Problem details: Two lines below mark the span: the one containing "Query: white ceiling" and the one containing "-- a row prints like pixel 365 426". Set down both, plus every line between, exactly as they stand, and nothing else.
= = =
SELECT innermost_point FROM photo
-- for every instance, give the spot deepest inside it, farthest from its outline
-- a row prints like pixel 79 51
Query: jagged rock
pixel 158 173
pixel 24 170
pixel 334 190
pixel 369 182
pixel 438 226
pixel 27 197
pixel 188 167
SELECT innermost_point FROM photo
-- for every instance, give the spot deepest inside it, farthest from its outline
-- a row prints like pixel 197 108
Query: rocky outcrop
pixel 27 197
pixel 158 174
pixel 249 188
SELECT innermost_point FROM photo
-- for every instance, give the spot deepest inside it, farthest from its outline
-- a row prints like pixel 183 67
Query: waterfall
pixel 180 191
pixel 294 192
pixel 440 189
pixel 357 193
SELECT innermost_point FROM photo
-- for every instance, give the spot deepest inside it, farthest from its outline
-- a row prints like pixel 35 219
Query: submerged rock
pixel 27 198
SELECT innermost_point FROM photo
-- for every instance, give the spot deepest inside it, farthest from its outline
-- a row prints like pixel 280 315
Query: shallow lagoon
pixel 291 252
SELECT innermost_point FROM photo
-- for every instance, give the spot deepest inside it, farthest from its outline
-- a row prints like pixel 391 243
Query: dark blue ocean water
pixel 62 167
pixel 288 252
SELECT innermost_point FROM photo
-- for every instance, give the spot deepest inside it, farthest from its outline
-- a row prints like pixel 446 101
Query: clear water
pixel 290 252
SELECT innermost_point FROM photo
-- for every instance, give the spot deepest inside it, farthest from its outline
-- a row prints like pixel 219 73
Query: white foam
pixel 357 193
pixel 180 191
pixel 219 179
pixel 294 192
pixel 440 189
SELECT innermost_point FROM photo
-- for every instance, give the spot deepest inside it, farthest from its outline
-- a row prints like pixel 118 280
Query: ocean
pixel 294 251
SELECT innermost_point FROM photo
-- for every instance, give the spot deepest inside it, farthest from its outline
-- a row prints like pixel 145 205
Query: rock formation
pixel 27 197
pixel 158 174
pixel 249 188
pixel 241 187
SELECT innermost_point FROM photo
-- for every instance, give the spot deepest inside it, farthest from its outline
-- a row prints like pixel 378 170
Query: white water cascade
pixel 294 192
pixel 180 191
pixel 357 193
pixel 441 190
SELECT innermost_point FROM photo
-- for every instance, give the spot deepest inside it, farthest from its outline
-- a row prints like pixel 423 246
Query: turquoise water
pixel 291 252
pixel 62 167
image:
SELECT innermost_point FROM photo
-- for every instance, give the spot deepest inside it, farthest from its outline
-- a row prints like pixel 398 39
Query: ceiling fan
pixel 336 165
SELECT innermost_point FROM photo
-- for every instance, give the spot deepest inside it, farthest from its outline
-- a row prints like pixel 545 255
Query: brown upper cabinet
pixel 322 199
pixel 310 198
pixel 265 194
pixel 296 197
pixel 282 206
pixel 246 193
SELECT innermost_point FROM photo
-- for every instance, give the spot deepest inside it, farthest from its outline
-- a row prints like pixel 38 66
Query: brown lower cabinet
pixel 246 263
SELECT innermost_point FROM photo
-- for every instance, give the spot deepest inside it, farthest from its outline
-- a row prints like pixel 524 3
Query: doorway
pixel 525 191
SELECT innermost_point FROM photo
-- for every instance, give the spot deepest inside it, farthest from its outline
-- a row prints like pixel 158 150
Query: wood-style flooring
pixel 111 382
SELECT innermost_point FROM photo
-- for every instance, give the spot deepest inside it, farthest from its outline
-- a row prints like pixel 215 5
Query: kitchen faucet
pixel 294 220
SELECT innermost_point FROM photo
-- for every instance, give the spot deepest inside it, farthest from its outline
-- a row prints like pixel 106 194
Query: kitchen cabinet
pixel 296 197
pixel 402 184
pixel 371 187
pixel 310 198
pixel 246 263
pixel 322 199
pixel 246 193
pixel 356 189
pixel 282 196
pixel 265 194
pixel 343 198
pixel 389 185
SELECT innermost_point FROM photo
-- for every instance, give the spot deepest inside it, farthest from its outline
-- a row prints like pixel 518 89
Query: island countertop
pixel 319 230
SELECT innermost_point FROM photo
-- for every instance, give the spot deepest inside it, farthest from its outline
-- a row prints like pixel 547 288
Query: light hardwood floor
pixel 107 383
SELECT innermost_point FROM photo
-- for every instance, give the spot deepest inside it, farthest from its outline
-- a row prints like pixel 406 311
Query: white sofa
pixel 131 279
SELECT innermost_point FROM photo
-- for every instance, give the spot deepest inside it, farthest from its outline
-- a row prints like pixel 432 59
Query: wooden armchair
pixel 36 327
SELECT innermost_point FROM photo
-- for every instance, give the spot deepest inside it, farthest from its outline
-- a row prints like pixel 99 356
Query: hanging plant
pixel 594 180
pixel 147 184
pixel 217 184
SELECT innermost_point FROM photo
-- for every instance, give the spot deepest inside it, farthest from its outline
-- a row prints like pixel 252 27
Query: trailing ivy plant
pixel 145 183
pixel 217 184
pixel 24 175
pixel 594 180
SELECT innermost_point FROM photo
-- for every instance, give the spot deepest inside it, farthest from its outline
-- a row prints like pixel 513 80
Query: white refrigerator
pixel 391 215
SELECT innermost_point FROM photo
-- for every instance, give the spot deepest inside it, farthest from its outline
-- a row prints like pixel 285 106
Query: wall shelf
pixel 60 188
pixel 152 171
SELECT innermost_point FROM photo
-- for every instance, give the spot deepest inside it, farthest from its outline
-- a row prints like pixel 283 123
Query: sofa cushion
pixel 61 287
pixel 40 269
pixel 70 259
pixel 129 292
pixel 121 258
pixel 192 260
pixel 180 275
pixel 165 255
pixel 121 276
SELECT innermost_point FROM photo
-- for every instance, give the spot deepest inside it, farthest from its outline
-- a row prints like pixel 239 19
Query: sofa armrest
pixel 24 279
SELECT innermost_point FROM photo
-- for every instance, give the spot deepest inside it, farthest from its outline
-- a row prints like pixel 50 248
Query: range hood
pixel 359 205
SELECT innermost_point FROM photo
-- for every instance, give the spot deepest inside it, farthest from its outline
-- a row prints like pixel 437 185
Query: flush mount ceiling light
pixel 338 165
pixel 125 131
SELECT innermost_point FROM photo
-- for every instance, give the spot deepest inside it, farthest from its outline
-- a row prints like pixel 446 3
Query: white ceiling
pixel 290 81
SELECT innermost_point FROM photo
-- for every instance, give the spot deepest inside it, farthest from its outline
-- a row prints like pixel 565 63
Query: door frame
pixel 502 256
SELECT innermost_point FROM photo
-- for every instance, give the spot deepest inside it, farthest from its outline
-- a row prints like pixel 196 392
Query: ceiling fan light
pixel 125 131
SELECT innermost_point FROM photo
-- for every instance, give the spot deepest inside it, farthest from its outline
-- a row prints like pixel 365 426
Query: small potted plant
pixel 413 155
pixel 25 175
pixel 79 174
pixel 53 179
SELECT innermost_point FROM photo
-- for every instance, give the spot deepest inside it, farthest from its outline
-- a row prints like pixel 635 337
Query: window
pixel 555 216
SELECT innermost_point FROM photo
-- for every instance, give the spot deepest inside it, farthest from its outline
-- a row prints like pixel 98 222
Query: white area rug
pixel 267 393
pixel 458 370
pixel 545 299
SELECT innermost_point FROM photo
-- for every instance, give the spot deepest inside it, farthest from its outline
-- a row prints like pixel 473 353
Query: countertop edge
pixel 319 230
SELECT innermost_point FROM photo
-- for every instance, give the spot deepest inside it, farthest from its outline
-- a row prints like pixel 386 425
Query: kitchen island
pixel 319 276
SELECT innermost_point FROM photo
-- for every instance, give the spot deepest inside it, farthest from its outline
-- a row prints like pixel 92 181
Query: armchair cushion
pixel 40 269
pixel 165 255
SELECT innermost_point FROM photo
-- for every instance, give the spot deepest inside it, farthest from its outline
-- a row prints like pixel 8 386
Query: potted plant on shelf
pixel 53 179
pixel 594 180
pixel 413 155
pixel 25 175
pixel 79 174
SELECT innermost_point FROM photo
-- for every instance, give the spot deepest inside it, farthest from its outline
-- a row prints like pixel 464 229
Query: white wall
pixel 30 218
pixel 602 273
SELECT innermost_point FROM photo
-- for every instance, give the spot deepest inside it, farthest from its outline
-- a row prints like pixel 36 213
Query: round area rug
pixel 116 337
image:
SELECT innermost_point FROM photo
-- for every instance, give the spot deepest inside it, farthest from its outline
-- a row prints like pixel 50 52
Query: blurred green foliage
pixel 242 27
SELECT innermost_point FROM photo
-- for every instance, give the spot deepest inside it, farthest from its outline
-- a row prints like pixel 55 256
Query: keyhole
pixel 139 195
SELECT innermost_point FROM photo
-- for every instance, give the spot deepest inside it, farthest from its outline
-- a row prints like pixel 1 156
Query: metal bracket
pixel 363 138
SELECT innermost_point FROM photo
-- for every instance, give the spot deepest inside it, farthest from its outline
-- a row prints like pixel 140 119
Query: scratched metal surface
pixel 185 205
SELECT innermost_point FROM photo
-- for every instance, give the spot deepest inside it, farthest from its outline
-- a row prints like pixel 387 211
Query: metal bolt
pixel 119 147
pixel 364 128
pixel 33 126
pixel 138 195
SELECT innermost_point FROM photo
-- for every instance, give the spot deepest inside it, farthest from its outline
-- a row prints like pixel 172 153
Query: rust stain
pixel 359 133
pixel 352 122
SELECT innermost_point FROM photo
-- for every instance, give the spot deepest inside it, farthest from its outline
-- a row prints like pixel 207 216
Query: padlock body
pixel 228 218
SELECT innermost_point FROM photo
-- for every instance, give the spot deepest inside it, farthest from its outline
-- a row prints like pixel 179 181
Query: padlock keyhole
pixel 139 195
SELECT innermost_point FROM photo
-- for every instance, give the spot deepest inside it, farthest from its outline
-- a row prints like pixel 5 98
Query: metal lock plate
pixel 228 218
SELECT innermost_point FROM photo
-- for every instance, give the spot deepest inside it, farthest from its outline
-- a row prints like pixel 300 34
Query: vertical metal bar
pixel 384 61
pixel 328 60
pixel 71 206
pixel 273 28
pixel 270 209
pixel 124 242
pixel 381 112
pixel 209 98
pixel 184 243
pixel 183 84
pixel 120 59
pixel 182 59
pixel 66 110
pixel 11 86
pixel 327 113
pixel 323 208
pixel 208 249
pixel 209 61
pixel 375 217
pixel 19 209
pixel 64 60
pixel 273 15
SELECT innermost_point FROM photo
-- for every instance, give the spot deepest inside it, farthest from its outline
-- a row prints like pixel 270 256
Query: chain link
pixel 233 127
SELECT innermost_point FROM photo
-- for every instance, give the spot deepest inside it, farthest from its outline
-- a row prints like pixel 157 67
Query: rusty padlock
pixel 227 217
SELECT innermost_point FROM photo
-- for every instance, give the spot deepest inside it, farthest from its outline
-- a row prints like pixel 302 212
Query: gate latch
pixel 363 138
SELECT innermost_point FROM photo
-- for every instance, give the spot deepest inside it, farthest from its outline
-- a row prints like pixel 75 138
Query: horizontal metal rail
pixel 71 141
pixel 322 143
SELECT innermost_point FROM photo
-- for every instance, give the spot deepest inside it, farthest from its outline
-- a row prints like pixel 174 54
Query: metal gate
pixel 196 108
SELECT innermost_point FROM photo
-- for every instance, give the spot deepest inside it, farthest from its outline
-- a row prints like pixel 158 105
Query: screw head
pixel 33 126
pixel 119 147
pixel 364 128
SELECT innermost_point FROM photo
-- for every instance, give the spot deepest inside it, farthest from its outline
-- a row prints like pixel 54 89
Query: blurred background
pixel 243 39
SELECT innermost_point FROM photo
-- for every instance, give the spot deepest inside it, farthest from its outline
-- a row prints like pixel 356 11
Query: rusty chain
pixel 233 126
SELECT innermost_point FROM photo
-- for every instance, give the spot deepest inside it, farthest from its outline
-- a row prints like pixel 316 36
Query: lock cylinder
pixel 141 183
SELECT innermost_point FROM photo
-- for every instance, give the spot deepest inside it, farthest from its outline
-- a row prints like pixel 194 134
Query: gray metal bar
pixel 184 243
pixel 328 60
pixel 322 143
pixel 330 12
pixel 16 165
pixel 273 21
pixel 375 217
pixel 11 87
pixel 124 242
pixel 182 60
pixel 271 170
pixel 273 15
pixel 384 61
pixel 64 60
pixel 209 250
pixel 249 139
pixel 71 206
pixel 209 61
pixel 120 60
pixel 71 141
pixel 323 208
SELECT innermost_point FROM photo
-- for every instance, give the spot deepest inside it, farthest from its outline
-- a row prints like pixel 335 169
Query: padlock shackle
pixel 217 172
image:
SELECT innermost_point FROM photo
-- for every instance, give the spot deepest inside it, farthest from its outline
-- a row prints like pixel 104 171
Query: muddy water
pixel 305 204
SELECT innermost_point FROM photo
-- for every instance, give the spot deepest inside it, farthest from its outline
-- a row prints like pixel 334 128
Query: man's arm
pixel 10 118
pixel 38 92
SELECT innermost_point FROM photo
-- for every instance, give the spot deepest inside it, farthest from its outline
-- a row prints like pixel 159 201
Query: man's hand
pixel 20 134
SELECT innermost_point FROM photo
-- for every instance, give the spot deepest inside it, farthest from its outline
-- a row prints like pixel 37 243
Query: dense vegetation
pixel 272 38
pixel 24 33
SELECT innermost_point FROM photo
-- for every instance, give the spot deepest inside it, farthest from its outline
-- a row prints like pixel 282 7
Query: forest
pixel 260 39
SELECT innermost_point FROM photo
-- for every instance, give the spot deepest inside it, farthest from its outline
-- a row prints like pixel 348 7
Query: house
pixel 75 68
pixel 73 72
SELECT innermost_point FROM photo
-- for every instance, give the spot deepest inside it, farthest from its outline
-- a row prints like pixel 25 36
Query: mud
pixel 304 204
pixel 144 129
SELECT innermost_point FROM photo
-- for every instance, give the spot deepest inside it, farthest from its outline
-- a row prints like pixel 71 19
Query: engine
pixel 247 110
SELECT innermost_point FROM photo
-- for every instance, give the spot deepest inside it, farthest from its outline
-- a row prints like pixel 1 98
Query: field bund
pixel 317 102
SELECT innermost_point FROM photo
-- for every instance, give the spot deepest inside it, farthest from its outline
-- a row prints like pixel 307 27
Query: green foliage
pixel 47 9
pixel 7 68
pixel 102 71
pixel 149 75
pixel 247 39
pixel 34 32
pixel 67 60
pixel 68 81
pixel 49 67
= = =
Result of this exercise:
Query: white ceiling
pixel 290 81
SELECT innermost_point FROM photo
-- for every instance, give the spot deepest inside it, farthest from its outline
-- a row prints like pixel 565 63
Query: door frame
pixel 502 256
SELECT innermost_point FROM photo
-- for every instance, give the spot deepest inside it, farthest from its outline
-- a row prints like pixel 196 392
Query: ceiling fan light
pixel 125 131
SELECT innermost_point FROM photo
-- for every instance, give the spot deepest inside it, farthest from its outline
-- a row prints like pixel 365 426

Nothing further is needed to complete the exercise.